— Prompt —
Output the entries verbatim, including every line.

[Some records]
==*==
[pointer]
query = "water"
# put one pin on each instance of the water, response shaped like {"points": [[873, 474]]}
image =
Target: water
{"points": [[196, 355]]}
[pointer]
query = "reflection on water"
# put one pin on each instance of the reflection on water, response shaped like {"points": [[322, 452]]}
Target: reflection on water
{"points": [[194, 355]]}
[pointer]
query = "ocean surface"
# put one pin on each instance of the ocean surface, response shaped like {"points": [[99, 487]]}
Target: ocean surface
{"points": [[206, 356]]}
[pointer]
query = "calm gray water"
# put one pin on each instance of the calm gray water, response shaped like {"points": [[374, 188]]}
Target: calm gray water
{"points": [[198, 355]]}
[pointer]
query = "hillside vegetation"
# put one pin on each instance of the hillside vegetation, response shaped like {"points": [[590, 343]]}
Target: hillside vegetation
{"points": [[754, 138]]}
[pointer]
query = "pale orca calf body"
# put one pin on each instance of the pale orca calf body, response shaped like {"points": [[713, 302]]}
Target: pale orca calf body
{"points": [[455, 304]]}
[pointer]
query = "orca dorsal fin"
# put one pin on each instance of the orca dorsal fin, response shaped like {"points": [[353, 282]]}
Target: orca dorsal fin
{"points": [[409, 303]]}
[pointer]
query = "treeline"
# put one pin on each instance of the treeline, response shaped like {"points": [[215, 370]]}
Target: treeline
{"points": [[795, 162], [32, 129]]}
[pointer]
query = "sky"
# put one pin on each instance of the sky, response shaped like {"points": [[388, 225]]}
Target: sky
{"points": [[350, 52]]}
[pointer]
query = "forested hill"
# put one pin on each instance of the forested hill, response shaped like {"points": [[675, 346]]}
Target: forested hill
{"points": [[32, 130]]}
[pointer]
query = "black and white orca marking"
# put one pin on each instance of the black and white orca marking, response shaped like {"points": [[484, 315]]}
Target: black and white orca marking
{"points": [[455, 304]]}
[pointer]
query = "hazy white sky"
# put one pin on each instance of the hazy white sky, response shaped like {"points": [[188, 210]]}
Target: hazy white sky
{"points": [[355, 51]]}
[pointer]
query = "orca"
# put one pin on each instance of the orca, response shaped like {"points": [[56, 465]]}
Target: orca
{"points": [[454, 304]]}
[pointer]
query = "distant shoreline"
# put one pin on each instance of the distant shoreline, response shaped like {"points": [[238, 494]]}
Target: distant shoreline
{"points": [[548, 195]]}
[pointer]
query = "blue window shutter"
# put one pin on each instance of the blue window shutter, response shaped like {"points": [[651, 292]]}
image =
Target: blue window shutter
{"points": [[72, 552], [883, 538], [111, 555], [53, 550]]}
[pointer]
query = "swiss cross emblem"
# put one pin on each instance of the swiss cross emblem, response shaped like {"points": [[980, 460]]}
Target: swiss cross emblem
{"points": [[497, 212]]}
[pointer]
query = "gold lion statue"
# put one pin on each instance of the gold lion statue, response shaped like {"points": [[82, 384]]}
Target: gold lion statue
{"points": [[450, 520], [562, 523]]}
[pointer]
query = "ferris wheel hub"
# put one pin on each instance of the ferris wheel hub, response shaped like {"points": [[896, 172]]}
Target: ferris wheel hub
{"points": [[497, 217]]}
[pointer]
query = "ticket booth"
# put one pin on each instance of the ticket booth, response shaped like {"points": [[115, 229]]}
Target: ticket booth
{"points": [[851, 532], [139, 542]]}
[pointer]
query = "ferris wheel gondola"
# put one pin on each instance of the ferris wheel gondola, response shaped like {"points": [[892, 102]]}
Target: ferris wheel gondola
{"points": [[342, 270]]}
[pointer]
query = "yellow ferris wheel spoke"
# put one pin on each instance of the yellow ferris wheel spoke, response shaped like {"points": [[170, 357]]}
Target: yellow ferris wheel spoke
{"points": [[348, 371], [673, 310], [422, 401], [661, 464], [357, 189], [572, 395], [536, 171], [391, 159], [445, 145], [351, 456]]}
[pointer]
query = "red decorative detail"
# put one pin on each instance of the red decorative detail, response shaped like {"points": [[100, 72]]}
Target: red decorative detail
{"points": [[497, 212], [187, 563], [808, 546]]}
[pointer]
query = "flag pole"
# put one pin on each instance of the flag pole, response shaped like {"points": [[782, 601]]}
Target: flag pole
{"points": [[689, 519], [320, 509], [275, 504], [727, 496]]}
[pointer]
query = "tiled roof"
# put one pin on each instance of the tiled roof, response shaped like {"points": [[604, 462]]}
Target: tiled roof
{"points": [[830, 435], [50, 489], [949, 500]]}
==*==
— Right answer —
[pointer]
query = "water"
# put one pin on each instance of the water, response shaped like {"points": [[873, 474]]}
image =
Target: water
{"points": [[196, 355]]}
[pointer]
query = "reflection on water"
# put one pin on each instance of the reflection on water, response shaped like {"points": [[322, 452]]}
Target: reflection on water
{"points": [[194, 355]]}
[pointer]
query = "ocean surface"
# put one pin on each instance of the ocean surface, response shaped like {"points": [[99, 487]]}
Target: ocean surface
{"points": [[206, 356]]}
[pointer]
query = "calm gray water"
# put one pin on each instance of the calm gray water, response shaped like {"points": [[374, 188]]}
Target: calm gray water
{"points": [[198, 355]]}
[pointer]
query = "hillside vegetation"
# put one pin on each instance of the hillside vegetation, response shaped like {"points": [[590, 343]]}
Target: hillside vegetation
{"points": [[754, 138]]}
[pointer]
query = "pale orca calf body"
# put one pin on each instance of the pale orca calf body, response shaped like {"points": [[713, 302]]}
Target: pale orca calf body
{"points": [[455, 304]]}
[pointer]
query = "orca dorsal fin"
# put one pin on each instance of the orca dorsal fin, response shaped like {"points": [[353, 282]]}
Target: orca dorsal fin
{"points": [[409, 303]]}
[pointer]
query = "treeline"
# put one pin on each instance of the treeline, response shaped like {"points": [[215, 370]]}
Target: treeline
{"points": [[795, 162], [32, 129]]}
[pointer]
query = "sky"
# put one pin on each instance of the sky, response shaped like {"points": [[388, 225]]}
Target: sky
{"points": [[350, 52]]}
[pointer]
query = "forested hill"
# put one pin on each instance of the forested hill, response shaped like {"points": [[675, 346]]}
Target: forested hill
{"points": [[32, 130]]}
[pointer]
query = "black and white orca marking"
# put one pin on each instance of the black and white orca marking, response shaped like {"points": [[484, 315]]}
Target: black and white orca marking
{"points": [[455, 304]]}
[pointer]
query = "hazy white sky"
# put one pin on each instance of the hazy white sky, response shaped like {"points": [[188, 210]]}
Target: hazy white sky
{"points": [[355, 51]]}
[pointer]
query = "orca"
# put one pin on each instance of the orca, response shaped like {"points": [[56, 465]]}
Target: orca
{"points": [[454, 304]]}
[pointer]
query = "distant shoreline"
# put one pin on each instance of the distant shoreline, response shaped like {"points": [[238, 494]]}
Target: distant shoreline
{"points": [[548, 195]]}
[pointer]
query = "blue window shutter"
# put one pin on each instance of the blue window shutter, response shaped like {"points": [[651, 292]]}
image =
Target: blue window shutter
{"points": [[72, 552], [883, 538], [111, 555], [53, 550]]}
[pointer]
query = "swiss cross emblem"
# put one pin on each instance of the swiss cross emblem, response shaped like {"points": [[980, 460]]}
Target: swiss cross emblem
{"points": [[497, 212]]}
[pointer]
query = "gold lion statue"
# put one pin on each instance of the gold lion statue, response shaped like {"points": [[82, 384]]}
Target: gold lion statue
{"points": [[450, 520], [562, 523]]}
[pointer]
query = "ferris wheel hub"
# put one pin on each instance of the ferris wheel hub, response shaped like {"points": [[896, 172]]}
Target: ferris wheel hub
{"points": [[497, 217]]}
[pointer]
query = "ticket booth"
# put one pin on each instance of the ticket booth, response shaped like {"points": [[115, 229]]}
Target: ticket booth
{"points": [[851, 532], [139, 542]]}
[pointer]
query = "ferris wheel gondola"
# put one pin on each instance of the ferris wheel gondola, response shaped like {"points": [[892, 102]]}
Target: ferris wheel gondola
{"points": [[342, 270]]}
[pointer]
query = "yellow ferris wheel spoke"
# put one pin on each instance of the yellow ferris wheel spoke, response shaped like {"points": [[170, 357]]}
Target: yellow ferris wheel spoke
{"points": [[348, 371], [673, 310], [422, 401], [661, 464], [357, 189], [572, 395], [536, 171], [391, 159], [445, 145], [351, 456]]}
[pointer]
query = "red decorative detail"
# put one pin on each instance of the red decorative detail, response shaped like {"points": [[100, 72]]}
Target: red decorative detail
{"points": [[497, 212], [187, 563], [808, 546]]}
[pointer]
query = "flag pole"
# put one pin on each instance of the flag pole, response shaped like {"points": [[782, 601]]}
Target: flag pole
{"points": [[689, 519], [320, 509], [275, 504], [727, 496]]}
[pointer]
query = "tiled roof"
# put one pin on each instance of the tiled roof, response shaped like {"points": [[604, 462]]}
Target: tiled roof
{"points": [[830, 435], [50, 489], [949, 500]]}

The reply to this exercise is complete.